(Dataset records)
[Start of section]
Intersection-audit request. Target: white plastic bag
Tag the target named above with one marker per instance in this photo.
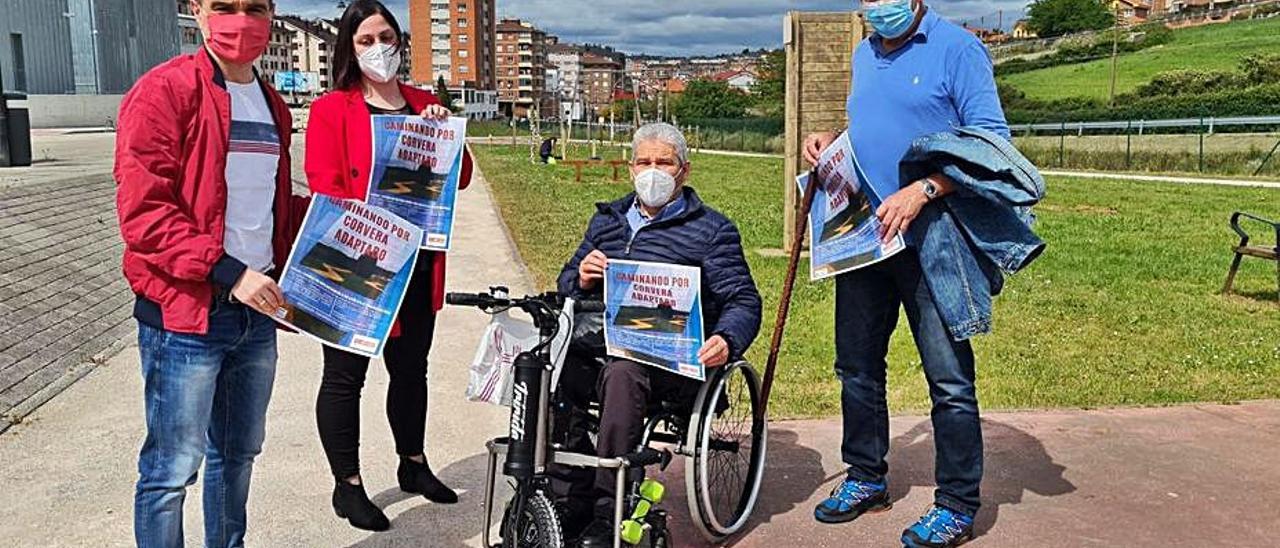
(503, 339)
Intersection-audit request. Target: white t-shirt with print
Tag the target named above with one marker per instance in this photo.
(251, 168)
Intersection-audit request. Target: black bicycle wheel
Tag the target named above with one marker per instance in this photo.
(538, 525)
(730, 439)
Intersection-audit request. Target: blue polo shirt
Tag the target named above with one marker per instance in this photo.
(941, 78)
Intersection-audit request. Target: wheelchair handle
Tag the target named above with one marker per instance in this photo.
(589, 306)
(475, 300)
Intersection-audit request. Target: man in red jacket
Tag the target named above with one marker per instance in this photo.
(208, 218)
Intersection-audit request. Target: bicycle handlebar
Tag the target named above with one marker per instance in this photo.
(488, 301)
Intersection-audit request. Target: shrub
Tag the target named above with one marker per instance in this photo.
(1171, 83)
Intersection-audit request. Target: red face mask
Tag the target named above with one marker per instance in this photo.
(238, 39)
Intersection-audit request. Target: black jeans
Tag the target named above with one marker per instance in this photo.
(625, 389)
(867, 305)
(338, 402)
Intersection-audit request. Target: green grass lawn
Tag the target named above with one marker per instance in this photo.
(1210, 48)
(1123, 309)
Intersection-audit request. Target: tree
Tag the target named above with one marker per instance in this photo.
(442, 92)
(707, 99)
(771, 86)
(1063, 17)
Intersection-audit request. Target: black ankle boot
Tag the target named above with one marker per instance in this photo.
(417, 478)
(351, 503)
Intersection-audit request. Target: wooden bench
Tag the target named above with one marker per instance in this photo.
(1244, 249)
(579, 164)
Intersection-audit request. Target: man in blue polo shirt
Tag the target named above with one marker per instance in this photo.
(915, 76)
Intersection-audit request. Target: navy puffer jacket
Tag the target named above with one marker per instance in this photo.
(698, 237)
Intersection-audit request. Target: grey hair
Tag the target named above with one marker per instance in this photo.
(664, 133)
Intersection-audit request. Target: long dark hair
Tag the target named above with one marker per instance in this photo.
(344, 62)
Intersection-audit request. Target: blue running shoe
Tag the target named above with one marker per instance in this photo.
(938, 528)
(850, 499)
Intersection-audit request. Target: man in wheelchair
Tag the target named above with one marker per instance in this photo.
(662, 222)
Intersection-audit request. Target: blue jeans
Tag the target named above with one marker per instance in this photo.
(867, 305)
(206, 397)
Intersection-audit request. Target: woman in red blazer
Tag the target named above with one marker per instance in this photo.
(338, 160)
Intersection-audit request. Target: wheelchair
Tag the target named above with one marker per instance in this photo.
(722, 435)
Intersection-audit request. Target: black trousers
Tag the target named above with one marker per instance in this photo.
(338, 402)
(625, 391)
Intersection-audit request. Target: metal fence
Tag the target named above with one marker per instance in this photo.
[End of section]
*WHAT NEEDS TO BE DONE*. Locate the line that contains "Intersection-audit request. Target: woman", then please quote it and every line after it to the end of the entries above, exactly and with nothing else.

*WRITTEN RESPONSE*.
Intersection-audit request. Target: woman in red blazer
Tag the target named above with one marker per instance in this photo.
(338, 160)
Intersection-audit request. Target: wheelchair
Tag the target named above with one marker per instance in this photo.
(722, 435)
Intersection-audit request. Target: black trousers
Tag the target named above with one marker per instance in this photo.
(338, 402)
(625, 391)
Intersection-audit request. Target: metal fence
Tag the target named above with one marker per instance in this photo.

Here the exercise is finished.